▶ What you should do
Copy every one of the records below character for character, leaving out the pictures.

**** Dataset entries ****

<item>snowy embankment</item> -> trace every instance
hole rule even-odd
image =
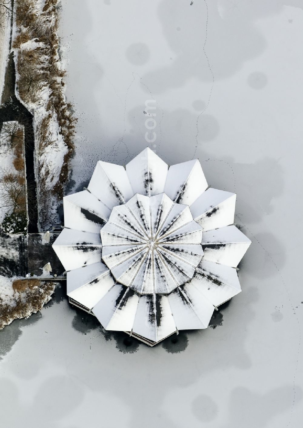
[[[40,228],[57,221],[69,175],[74,124],[64,94],[57,35],[58,0],[17,0],[12,47],[16,96],[34,116]],[[27,9],[25,9],[24,5]]]
[[[4,134],[3,129],[0,132],[0,143],[2,143],[4,138]],[[7,172],[11,172],[15,169],[13,162],[14,161],[14,153],[12,150],[6,151],[4,152],[0,151],[0,183],[2,182],[3,177]],[[11,212],[11,207],[6,206],[6,204],[3,201],[5,199],[5,190],[2,188],[0,185],[0,224],[2,223],[4,216],[7,213]]]
[[[9,53],[10,21],[5,18],[3,20],[3,27],[0,31],[0,100],[4,86],[5,70]]]
[[[6,215],[13,213],[15,215],[24,213],[27,218],[24,128],[16,121],[3,122],[2,126],[0,131],[0,224]],[[13,227],[12,230],[4,230],[10,233],[24,230],[24,228],[22,230],[17,229],[15,230]]]
[[[56,282],[0,276],[0,330],[17,318],[28,318],[51,299]]]

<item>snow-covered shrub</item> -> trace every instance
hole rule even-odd
[[[22,211],[6,214],[2,222],[1,227],[6,233],[23,233],[26,235],[27,225],[26,214]]]

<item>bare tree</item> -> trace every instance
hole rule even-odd
[[[24,139],[23,127],[16,121],[3,122],[0,133],[0,153],[15,150],[22,146]]]
[[[17,213],[26,211],[24,178],[19,174],[6,172],[0,181],[1,208]]]
[[[0,0],[0,31],[4,28],[5,22],[14,13],[11,0]]]

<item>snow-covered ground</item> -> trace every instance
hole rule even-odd
[[[3,29],[0,31],[0,101],[4,86],[5,70],[9,53],[10,24],[9,19],[4,19]]]
[[[0,336],[1,402],[19,409],[6,426],[300,426],[303,6],[190,3],[62,0],[74,188],[99,159],[129,161],[147,131],[168,163],[199,157],[209,184],[237,193],[252,241],[242,292],[222,326],[181,333],[178,353],[170,342],[120,352],[65,300],[13,323]]]
[[[6,134],[6,130],[3,128],[0,131],[0,141],[2,146],[0,148],[0,181],[2,180],[3,175],[8,173],[15,172],[15,166],[13,164],[14,153],[12,150],[9,148],[9,142],[7,141]],[[12,207],[8,207],[6,205],[7,201],[5,202],[4,198],[3,189],[0,186],[0,224],[2,223],[5,214],[7,213],[10,214],[12,211]]]

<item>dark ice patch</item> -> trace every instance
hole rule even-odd
[[[202,244],[202,248],[204,250],[220,250],[226,247],[226,244]]]
[[[223,321],[223,315],[224,311],[229,306],[231,301],[231,299],[230,299],[227,302],[225,302],[225,303],[220,305],[218,310],[214,311],[209,324],[209,326],[211,328],[214,329],[219,326],[222,325]]]
[[[86,210],[85,208],[81,208],[81,214],[84,216],[87,220],[92,221],[95,224],[100,224],[103,226],[105,224],[106,222],[103,218],[101,218],[99,216],[91,212],[88,210]]]
[[[213,214],[215,214],[216,212],[217,212],[219,209],[219,207],[214,207],[210,211],[208,211],[206,213],[206,217],[211,217]]]
[[[162,342],[162,348],[169,354],[178,354],[185,351],[188,345],[187,335],[184,331],[175,333]]]

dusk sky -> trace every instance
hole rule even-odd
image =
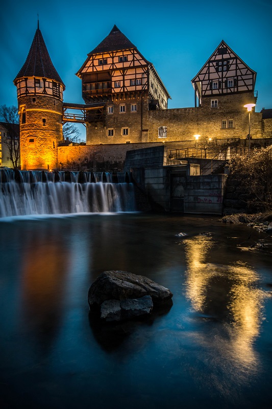
[[[17,105],[13,80],[28,55],[38,13],[52,62],[66,86],[65,102],[83,103],[75,73],[116,24],[154,64],[171,97],[169,108],[194,106],[191,80],[224,39],[257,73],[256,111],[272,108],[271,0],[6,2],[0,15],[0,105]]]

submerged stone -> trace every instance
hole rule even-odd
[[[101,304],[101,317],[106,321],[120,321],[149,314],[153,307],[150,296],[134,299],[108,300]]]
[[[138,299],[150,296],[154,304],[170,299],[168,288],[143,276],[122,271],[108,271],[101,274],[91,285],[88,294],[90,307],[107,300]]]

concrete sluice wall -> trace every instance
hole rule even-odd
[[[128,173],[2,169],[0,174],[0,218],[136,210]]]

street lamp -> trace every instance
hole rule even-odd
[[[249,112],[249,156],[250,157],[250,113],[252,112],[252,108],[255,106],[256,104],[246,104],[244,108],[246,108]]]
[[[194,138],[195,138],[195,141],[196,142],[196,148],[197,147],[197,141],[199,140],[199,138],[200,138],[200,135],[194,135]]]

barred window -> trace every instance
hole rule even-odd
[[[166,138],[167,136],[167,127],[160,126],[158,129],[158,135],[159,138]]]

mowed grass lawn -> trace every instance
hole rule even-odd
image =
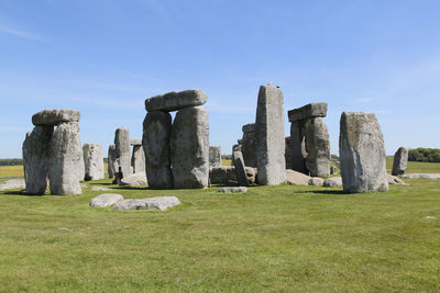
[[[86,183],[81,195],[0,192],[0,292],[440,291],[440,180],[387,193],[253,187],[245,194]],[[166,212],[88,203],[176,195]],[[427,218],[433,217],[433,218]]]

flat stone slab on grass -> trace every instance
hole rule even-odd
[[[240,187],[240,188],[221,188],[217,192],[221,193],[245,193],[248,192],[248,189],[245,187]]]
[[[134,210],[161,210],[165,211],[180,204],[176,196],[156,196],[145,199],[129,199],[119,201],[113,205],[113,210],[134,211]]]
[[[409,179],[440,179],[440,173],[409,173],[402,177]]]
[[[123,200],[123,196],[121,194],[103,193],[103,194],[100,194],[100,195],[91,199],[90,206],[106,207],[106,206],[110,206],[122,200]]]
[[[78,122],[79,111],[72,109],[43,110],[32,116],[34,125],[55,126],[62,122]]]
[[[25,187],[24,179],[10,179],[0,183],[0,190],[24,189]]]
[[[208,95],[202,90],[172,91],[165,94],[154,95],[145,100],[146,111],[177,111],[188,106],[202,105]]]

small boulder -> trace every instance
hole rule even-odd
[[[123,196],[121,194],[103,193],[103,194],[100,194],[100,195],[91,199],[90,206],[106,207],[106,206],[110,206],[122,200],[123,200]]]

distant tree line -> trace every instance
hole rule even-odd
[[[440,149],[438,148],[415,148],[408,153],[408,160],[440,162]]]
[[[21,166],[23,159],[0,159],[0,166]]]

****

▶ Task answer
<item>snowy embankment</item> -> trace every instance
hole rule even-odd
image =
[[[40,228],[57,221],[69,175],[74,124],[64,94],[57,35],[58,0],[17,0],[12,47],[16,96],[34,116]],[[27,9],[25,9],[24,5]]]
[[[4,134],[3,129],[0,132],[0,143],[2,143],[4,138]],[[7,172],[11,172],[15,169],[13,162],[14,161],[14,153],[12,150],[6,151],[4,152],[0,151],[0,183],[2,182],[3,177]],[[11,212],[11,207],[6,206],[6,204],[3,201],[5,199],[5,190],[2,188],[0,185],[0,224],[2,223],[4,216],[7,213]]]
[[[9,53],[10,21],[5,18],[3,20],[3,27],[0,31],[0,100],[4,86],[5,70]]]
[[[6,215],[13,213],[15,215],[24,213],[27,218],[24,128],[16,121],[3,122],[2,126],[0,131],[0,224]],[[13,227],[12,230],[4,230],[10,233],[24,230],[24,228],[22,230],[17,229],[15,230]]]
[[[56,282],[0,276],[0,330],[17,318],[28,318],[51,299]]]

<item>snow-covered shrub</item> -> trace every instance
hole rule even-odd
[[[22,211],[6,214],[2,222],[1,227],[6,233],[23,233],[26,235],[27,225],[26,214]]]

<item>bare tree</item> -> trace every instance
hole rule even-odd
[[[24,139],[23,127],[16,121],[3,122],[0,133],[0,153],[15,150],[22,146]]]
[[[17,213],[26,211],[24,178],[19,174],[6,172],[0,181],[1,208]]]
[[[0,0],[0,31],[4,28],[5,22],[14,13],[11,0]]]

<item>snow-covered ground</item> -> trace every instance
hole rule even-odd
[[[3,29],[0,31],[0,101],[4,86],[5,70],[9,53],[10,24],[9,19],[4,19]]]
[[[0,336],[1,402],[19,409],[6,426],[300,426],[303,6],[190,3],[62,0],[74,188],[99,159],[129,161],[147,131],[168,163],[199,157],[209,184],[237,193],[252,241],[242,292],[222,326],[181,333],[178,353],[170,342],[120,352],[65,300],[13,323]]]
[[[6,134],[6,130],[3,128],[0,131],[0,141],[2,146],[0,148],[0,181],[2,180],[3,175],[8,173],[15,172],[15,166],[13,164],[14,153],[12,150],[9,148],[9,142],[7,141]],[[12,207],[8,207],[6,205],[7,201],[5,202],[4,198],[3,189],[0,186],[0,224],[2,223],[5,214],[7,213],[10,214],[12,211]]]

<item>dark ice patch</item> -> trace every instance
hole rule even-odd
[[[202,244],[202,248],[204,250],[220,250],[226,247],[226,244]]]
[[[223,321],[223,315],[224,311],[229,306],[231,301],[231,299],[230,299],[227,302],[225,302],[225,303],[220,305],[218,310],[214,311],[209,324],[209,326],[211,328],[214,329],[219,326],[222,325]]]
[[[86,210],[85,208],[81,208],[81,214],[84,216],[87,220],[92,221],[95,224],[100,224],[103,226],[105,224],[106,222],[103,218],[101,218],[99,216],[91,212],[88,210]]]
[[[213,214],[215,214],[216,212],[217,212],[219,209],[219,207],[214,207],[210,211],[208,211],[206,213],[206,217],[211,217]]]
[[[162,342],[162,348],[169,354],[178,354],[185,351],[188,345],[187,335],[184,331],[175,333]]]

dusk sky -> trace every instance
hole rule even-odd
image =
[[[17,105],[13,80],[28,55],[38,13],[52,62],[66,86],[65,102],[83,103],[75,73],[116,24],[154,64],[171,97],[169,108],[194,106],[191,80],[224,39],[257,73],[256,111],[272,108],[271,0],[6,2],[0,15],[0,105]]]

submerged stone -> trace every instance
hole rule even-odd
[[[101,304],[101,317],[106,321],[120,321],[149,314],[153,307],[150,296],[134,299],[108,300]]]
[[[138,299],[150,296],[154,304],[170,299],[168,288],[143,276],[122,271],[108,271],[101,274],[91,285],[88,294],[90,307],[107,300]]]

concrete sluice wall -> trace every instance
hole rule even-odd
[[[128,173],[2,169],[0,174],[0,218],[136,210]]]

street lamp -> trace every instance
hole rule even-odd
[[[249,112],[249,156],[250,157],[250,113],[252,112],[252,108],[255,106],[256,104],[246,104],[244,108],[246,108]]]
[[[194,138],[195,138],[195,141],[196,142],[196,148],[197,147],[197,141],[199,140],[199,138],[200,138],[200,135],[194,135]]]

barred window -> trace every instance
hole rule even-odd
[[[166,138],[167,136],[167,127],[160,126],[158,129],[158,135],[159,138]]]

mowed grass lawn -> trace every instance
hole rule even-odd
image =
[[[86,183],[81,195],[0,192],[0,292],[440,291],[440,180],[387,193],[253,187],[245,194]],[[166,212],[88,203],[176,195]],[[427,218],[433,217],[433,218]]]

flat stone slab on grass -> trace every instance
hole rule even-odd
[[[240,187],[240,188],[221,188],[217,192],[221,193],[245,193],[248,192],[248,189],[245,187]]]
[[[134,210],[161,210],[165,211],[180,204],[176,196],[156,196],[145,199],[129,199],[119,201],[113,205],[113,210],[134,211]]]
[[[409,179],[440,179],[440,173],[409,173],[402,177]]]
[[[123,200],[123,196],[121,194],[103,193],[103,194],[100,194],[100,195],[91,199],[90,206],[106,207],[106,206],[110,206],[122,200]]]
[[[78,122],[79,111],[72,109],[43,110],[32,116],[34,125],[55,126],[62,122]]]
[[[25,187],[24,179],[10,179],[0,183],[0,190],[24,189]]]
[[[208,95],[202,90],[172,91],[165,94],[154,95],[145,100],[146,111],[177,111],[188,106],[202,105]]]

small boulder -> trace every instance
hole rule even-odd
[[[123,196],[121,194],[103,193],[103,194],[100,194],[100,195],[91,199],[90,206],[106,207],[106,206],[110,206],[122,200],[123,200]]]

distant tree line -> trace every instance
hole rule even-odd
[[[440,149],[438,148],[415,148],[408,153],[408,160],[440,162]]]
[[[21,166],[23,159],[0,159],[0,166]]]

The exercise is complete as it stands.